- [AIM OF THE EXERCISE]:
Can you output the records below exactly as they are written?

- [DATA TO USE]:
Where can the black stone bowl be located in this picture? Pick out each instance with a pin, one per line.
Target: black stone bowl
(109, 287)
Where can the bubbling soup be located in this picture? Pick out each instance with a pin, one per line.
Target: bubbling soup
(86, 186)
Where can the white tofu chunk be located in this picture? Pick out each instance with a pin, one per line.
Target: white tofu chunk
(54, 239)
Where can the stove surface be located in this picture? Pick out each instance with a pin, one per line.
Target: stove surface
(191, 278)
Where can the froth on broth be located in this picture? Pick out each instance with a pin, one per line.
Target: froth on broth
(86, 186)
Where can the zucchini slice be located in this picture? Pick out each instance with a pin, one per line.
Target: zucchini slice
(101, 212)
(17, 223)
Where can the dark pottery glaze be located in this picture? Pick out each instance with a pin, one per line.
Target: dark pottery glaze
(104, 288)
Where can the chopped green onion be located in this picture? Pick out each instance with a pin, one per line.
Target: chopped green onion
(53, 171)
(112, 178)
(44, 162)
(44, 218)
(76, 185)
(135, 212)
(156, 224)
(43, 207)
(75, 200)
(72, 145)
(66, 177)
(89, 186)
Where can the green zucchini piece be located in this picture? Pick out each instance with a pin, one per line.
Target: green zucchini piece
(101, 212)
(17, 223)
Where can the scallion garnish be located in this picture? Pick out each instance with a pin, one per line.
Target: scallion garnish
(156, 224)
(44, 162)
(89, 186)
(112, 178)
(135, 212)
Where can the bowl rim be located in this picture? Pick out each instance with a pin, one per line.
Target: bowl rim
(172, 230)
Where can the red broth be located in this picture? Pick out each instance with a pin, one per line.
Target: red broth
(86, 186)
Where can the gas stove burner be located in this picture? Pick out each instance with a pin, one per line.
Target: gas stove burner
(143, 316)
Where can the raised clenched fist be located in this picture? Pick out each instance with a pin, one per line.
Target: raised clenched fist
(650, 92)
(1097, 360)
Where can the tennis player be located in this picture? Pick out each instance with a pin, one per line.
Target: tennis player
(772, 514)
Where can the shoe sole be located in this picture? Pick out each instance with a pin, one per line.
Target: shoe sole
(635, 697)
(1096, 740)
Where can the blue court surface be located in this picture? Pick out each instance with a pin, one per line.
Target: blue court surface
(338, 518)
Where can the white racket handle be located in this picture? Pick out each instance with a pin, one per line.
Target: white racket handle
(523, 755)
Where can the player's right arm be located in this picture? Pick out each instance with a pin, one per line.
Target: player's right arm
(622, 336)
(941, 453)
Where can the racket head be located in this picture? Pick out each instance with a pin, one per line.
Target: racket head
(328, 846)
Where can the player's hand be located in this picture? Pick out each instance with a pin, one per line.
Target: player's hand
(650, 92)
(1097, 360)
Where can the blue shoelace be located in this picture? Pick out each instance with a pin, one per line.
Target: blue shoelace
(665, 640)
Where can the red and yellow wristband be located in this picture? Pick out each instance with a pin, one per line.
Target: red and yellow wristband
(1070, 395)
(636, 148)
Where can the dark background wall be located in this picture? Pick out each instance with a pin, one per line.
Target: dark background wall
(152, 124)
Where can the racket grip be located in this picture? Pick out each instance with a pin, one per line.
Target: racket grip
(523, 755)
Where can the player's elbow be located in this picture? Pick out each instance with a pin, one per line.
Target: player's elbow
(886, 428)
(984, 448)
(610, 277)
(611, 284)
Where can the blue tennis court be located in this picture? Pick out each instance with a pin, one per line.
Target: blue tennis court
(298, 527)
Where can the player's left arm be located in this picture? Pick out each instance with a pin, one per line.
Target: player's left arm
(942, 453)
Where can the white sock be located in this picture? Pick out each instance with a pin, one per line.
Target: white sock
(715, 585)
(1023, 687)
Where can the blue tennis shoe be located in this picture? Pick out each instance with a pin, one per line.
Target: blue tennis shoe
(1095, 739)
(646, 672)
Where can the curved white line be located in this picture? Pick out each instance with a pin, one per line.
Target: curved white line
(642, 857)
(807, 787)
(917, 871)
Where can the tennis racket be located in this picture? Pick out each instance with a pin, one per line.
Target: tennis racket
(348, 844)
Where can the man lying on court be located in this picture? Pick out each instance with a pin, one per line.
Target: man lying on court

- [EXERCISE RESPONSE]:
Where can the black stone bowl be located in this picture? Pick out each instance with a pin, one per line.
Target: black stone bowl
(109, 287)
Where can the bubbling soup be located in this picture? Pick out each instance with a pin, one per line.
Target: bubbling soup
(86, 186)
Where can the white tofu chunk be located in this picture? Pick out each instance with a pin, one per line.
Target: white tofu chunk
(54, 239)
Where can the stove surface be located in this picture? Pick out each instance with a pin, one per line.
Target: stove surface
(191, 278)
Where can the froth on broth be located in this picture? Pick out each instance with a pin, one per line.
Target: froth on broth
(86, 186)
Where can the zucchini slice be located in this picture? Pick out each instance with a pin, one per line.
Target: zucchini slice
(101, 212)
(17, 223)
Where can the dark pottery glaze be located in this picture? Pick out each instance with a pin, one per line.
Target: dark pottery glaze
(104, 288)
Where can the chopped green onion be located in this picture? Pick out each instance with a pin, one per line.
Target: chopped green onion
(53, 171)
(112, 178)
(44, 162)
(44, 218)
(76, 185)
(135, 212)
(156, 224)
(43, 207)
(75, 200)
(72, 145)
(66, 177)
(89, 186)
Where can the green zucchini piece be located in this picture? Pick out each instance with a pin, one per line.
Target: green zucchini piece
(101, 212)
(17, 223)
Where can the scallion garnish be located in this picture? Pick out each instance with a pin, one per line.
Target: scallion garnish
(156, 224)
(44, 162)
(89, 186)
(112, 178)
(135, 212)
Where can the bowl rim be located in this picture? Pick out each instance with a pin, one per line.
Target: bowl rim
(172, 230)
Where can the red broth be located in this picture? Pick out each instance with a pin, one per line.
Target: red broth
(86, 186)
Where can the gas stove burner be located in this picture? Pick out each instance with a pin, one per line.
Target: gas stove burner
(143, 316)
Where can the raised clenched fist be located in this picture? Pick out each instance with a pin, one per line.
Target: raised clenched fist
(650, 92)
(1097, 360)
Where can the tennis player be located in this picture? Pick out each instance with a pin, one per line.
Target: tennis player
(772, 514)
Where can the shoe sole be located in this picture? Pick out each instance with a pin, one per line.
Target: shoe sole
(635, 697)
(1096, 740)
Where can the blue court surface be located in this picture? Pick out each instance with a pin, one per line.
Target: blue court surface
(338, 518)
Where can the white racket handle be located in this picture? Pick out each instance with a pin, one per line.
Target: white racket handle
(523, 755)
Where can the player's right arm be located in this picture? Pick out each instance with a pin, one per line.
Target: player's right arm
(622, 336)
(941, 453)
Where can the racket head be located in this picture? Pick out each instance with a pin, one per line.
Target: racket head
(328, 846)
Where can the player's hand be located in this picture? Pick out each instance with a pin, one per line.
Target: player's hand
(650, 92)
(1097, 360)
Where can the blue shoelace be located in this picture? Pick out each instance with a pin, one per line.
Target: blue shoelace
(665, 640)
Where can the red and yellow wristband be located in this picture? Pick out each instance with a pin, one per line.
Target: red and yellow wristband
(1070, 395)
(636, 148)
Where can the dark background wall be located in this picture? Pick out each instance with a pin, one per line.
Target: dark background wall
(152, 124)
Where can the racket grip be located in this picture? Pick out each instance with a pin, one per line.
Target: racket grip
(523, 755)
Where can the player's elbow be located in this picture? Pick out each instance with a pin, one per line.
Target: player's elbow
(886, 428)
(984, 448)
(610, 277)
(611, 284)
Where can the blue tennis court be located in this picture? Pick out each instance with a pin, one per line.
Target: blue tennis court
(298, 527)
Where can the player's left arm be located in this picture? Pick out each instance with a pin, one per line.
Target: player's left arm
(942, 453)
Where can the white sock be located in this picture? Pick out each instance with a pin, one per line.
Target: white sock
(715, 585)
(1023, 687)
Where can the blue tennis shoe be located in this picture? Pick out each instance with a pin, one per line.
Target: blue tennis shoe
(1095, 739)
(646, 672)
Where can the curved white line be located in this picture? Pick out each instance with a pin, one per line.
Target: curved white line
(642, 857)
(807, 787)
(917, 871)
Where can the tennis racket be located in this picture? Pick out each instance with a pin, one per line.
Target: tennis racket
(348, 844)
Where can the man lying on court be located in this picture? Pick out each instance with a pin, one per line.
Target: man lying on court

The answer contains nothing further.